§ **Photo-based point labeling data**

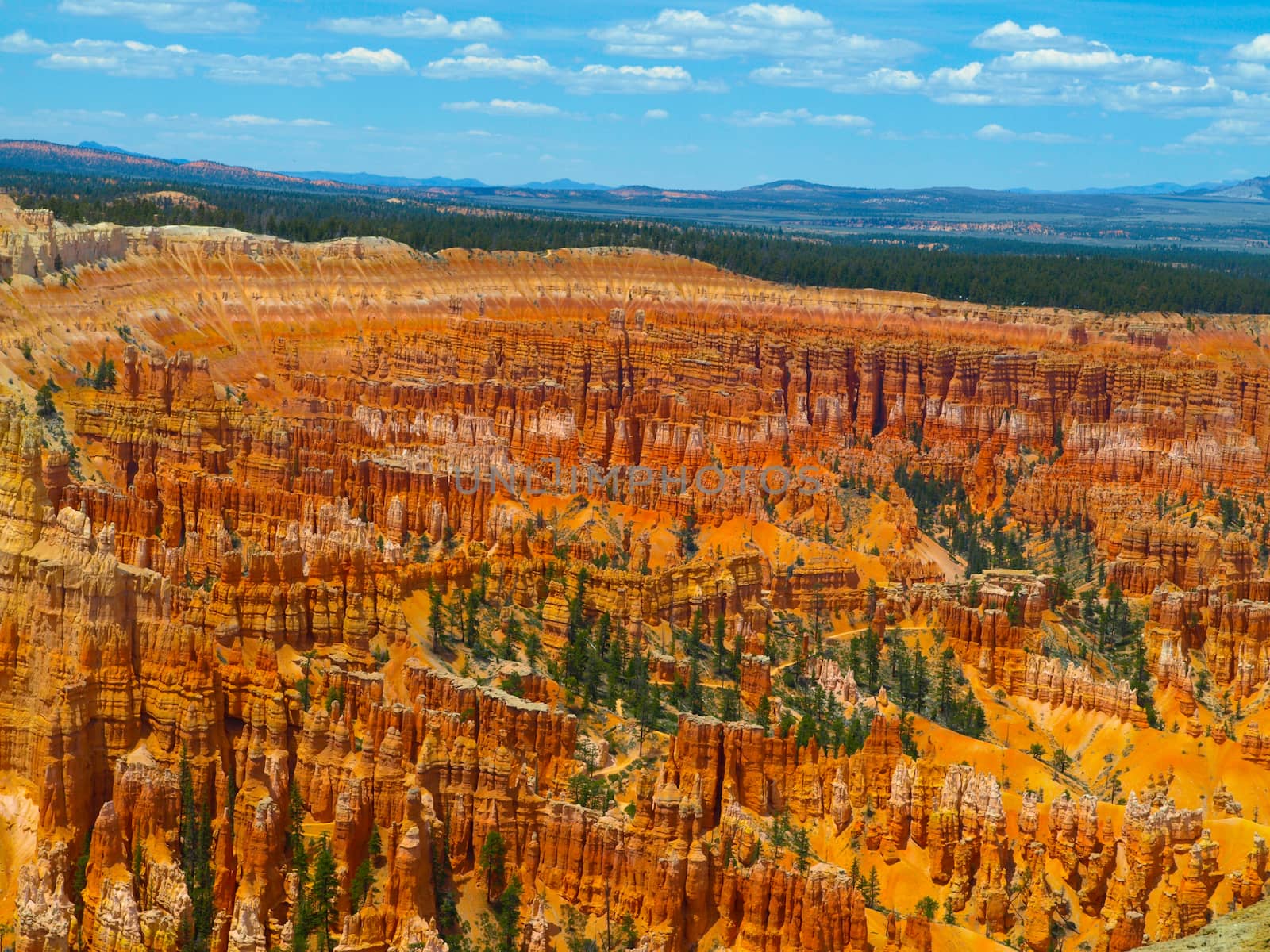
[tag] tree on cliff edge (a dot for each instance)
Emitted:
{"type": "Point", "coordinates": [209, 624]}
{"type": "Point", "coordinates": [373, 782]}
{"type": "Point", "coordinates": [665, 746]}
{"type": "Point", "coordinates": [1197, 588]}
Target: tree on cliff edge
{"type": "Point", "coordinates": [196, 852]}
{"type": "Point", "coordinates": [493, 862]}
{"type": "Point", "coordinates": [323, 892]}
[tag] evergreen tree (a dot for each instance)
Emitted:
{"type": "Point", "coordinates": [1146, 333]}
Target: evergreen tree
{"type": "Point", "coordinates": [493, 862]}
{"type": "Point", "coordinates": [323, 892]}
{"type": "Point", "coordinates": [435, 619]}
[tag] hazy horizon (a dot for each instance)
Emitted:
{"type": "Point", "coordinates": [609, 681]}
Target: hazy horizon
{"type": "Point", "coordinates": [717, 97]}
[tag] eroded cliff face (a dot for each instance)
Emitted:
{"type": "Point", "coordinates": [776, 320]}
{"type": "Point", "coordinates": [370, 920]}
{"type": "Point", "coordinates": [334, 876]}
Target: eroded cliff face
{"type": "Point", "coordinates": [219, 573]}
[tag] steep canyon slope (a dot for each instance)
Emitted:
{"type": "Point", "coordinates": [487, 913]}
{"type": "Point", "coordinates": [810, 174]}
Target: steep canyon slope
{"type": "Point", "coordinates": [302, 634]}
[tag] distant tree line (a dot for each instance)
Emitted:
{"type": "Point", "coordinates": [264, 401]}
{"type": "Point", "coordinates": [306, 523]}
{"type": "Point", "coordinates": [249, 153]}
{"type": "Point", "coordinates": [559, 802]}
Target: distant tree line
{"type": "Point", "coordinates": [1009, 274]}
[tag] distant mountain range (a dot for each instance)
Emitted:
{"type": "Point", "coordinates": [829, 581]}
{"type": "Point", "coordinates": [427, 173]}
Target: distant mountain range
{"type": "Point", "coordinates": [1214, 213]}
{"type": "Point", "coordinates": [90, 156]}
{"type": "Point", "coordinates": [1159, 188]}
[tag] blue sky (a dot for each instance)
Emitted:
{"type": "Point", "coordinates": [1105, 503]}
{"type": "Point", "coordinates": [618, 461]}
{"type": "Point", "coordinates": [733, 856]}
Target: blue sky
{"type": "Point", "coordinates": [692, 95]}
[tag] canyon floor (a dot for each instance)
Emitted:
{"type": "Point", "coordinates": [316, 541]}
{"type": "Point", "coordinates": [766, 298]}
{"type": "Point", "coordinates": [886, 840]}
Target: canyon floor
{"type": "Point", "coordinates": [368, 600]}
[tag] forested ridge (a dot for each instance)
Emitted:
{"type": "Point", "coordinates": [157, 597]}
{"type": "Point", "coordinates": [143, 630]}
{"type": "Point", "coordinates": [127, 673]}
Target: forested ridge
{"type": "Point", "coordinates": [1014, 274]}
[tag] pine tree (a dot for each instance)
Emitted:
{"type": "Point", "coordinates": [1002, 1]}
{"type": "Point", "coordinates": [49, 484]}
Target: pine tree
{"type": "Point", "coordinates": [493, 862]}
{"type": "Point", "coordinates": [435, 619]}
{"type": "Point", "coordinates": [196, 850]}
{"type": "Point", "coordinates": [323, 892]}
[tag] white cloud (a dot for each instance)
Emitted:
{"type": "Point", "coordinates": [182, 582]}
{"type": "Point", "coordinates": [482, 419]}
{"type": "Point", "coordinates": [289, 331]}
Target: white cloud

§ **WHAT IS REQUIRED**
Above are the records; reproduce them exactly and leave out the pictures.

§ **WRITTEN SOLUTION**
[tag] tree on cliff edge (a dot for each instance)
Emitted:
{"type": "Point", "coordinates": [209, 624]}
{"type": "Point", "coordinates": [373, 782]}
{"type": "Point", "coordinates": [665, 746]}
{"type": "Point", "coordinates": [1197, 588]}
Target: tree on cliff edge
{"type": "Point", "coordinates": [196, 852]}
{"type": "Point", "coordinates": [493, 862]}
{"type": "Point", "coordinates": [323, 892]}
[tag] evergreen tree (a dot for each instance)
Emitted:
{"type": "Point", "coordinates": [1146, 333]}
Target: evergreen tree
{"type": "Point", "coordinates": [493, 862]}
{"type": "Point", "coordinates": [323, 892]}
{"type": "Point", "coordinates": [435, 619]}
[tag] hazy horizon (a dot for each instance)
Emitted:
{"type": "Point", "coordinates": [609, 681]}
Target: hazy horizon
{"type": "Point", "coordinates": [717, 97]}
[tag] eroded cliff face (a dot for each instance)
Emitted:
{"type": "Point", "coordinates": [776, 320]}
{"type": "Point", "coordinates": [370, 920]}
{"type": "Point", "coordinates": [334, 876]}
Target: eroded cliff face
{"type": "Point", "coordinates": [219, 573]}
[tag] steep canyon slope (a dot for each instance)
Emitted:
{"type": "Point", "coordinates": [487, 913]}
{"type": "Point", "coordinates": [810, 174]}
Target: steep canyon slope
{"type": "Point", "coordinates": [302, 634]}
[tag] distant tree line (a dot for each instance)
Emitted:
{"type": "Point", "coordinates": [264, 401]}
{"type": "Point", "coordinates": [306, 523]}
{"type": "Point", "coordinates": [249, 153]}
{"type": "Point", "coordinates": [559, 802]}
Target: distant tree line
{"type": "Point", "coordinates": [1009, 274]}
[tag] distant mountain range (a dot for each instance)
Emitted:
{"type": "Point", "coordinates": [829, 581]}
{"type": "Point", "coordinates": [427, 173]}
Target: distant mountain range
{"type": "Point", "coordinates": [1214, 213]}
{"type": "Point", "coordinates": [90, 156]}
{"type": "Point", "coordinates": [1159, 188]}
[tag] blue sky (a dot for each instance)
Emitted:
{"type": "Point", "coordinates": [1105, 503]}
{"type": "Point", "coordinates": [618, 461]}
{"type": "Point", "coordinates": [733, 856]}
Target: blue sky
{"type": "Point", "coordinates": [692, 95]}
[tag] canyon floor (a dot for each instance)
Emitted:
{"type": "Point", "coordinates": [316, 541]}
{"type": "Point", "coordinates": [766, 298]}
{"type": "Point", "coordinates": [886, 840]}
Target: canyon floor
{"type": "Point", "coordinates": [368, 600]}
[tag] forested ridge (a dot for each instance)
Emitted:
{"type": "Point", "coordinates": [157, 597]}
{"type": "Point", "coordinates": [143, 630]}
{"type": "Point", "coordinates": [127, 673]}
Target: forested ridge
{"type": "Point", "coordinates": [1014, 274]}
[tag] pine tree (a dot for each instance)
Emitted:
{"type": "Point", "coordinates": [1002, 1]}
{"type": "Point", "coordinates": [49, 484]}
Target: pine tree
{"type": "Point", "coordinates": [493, 862]}
{"type": "Point", "coordinates": [435, 619]}
{"type": "Point", "coordinates": [196, 850]}
{"type": "Point", "coordinates": [323, 892]}
[tag] white cloud (a dot for each instance)
Emitted:
{"type": "Point", "coordinates": [182, 582]}
{"type": "Point", "coordinates": [482, 419]}
{"type": "Point", "coordinates": [289, 331]}
Target: white cloud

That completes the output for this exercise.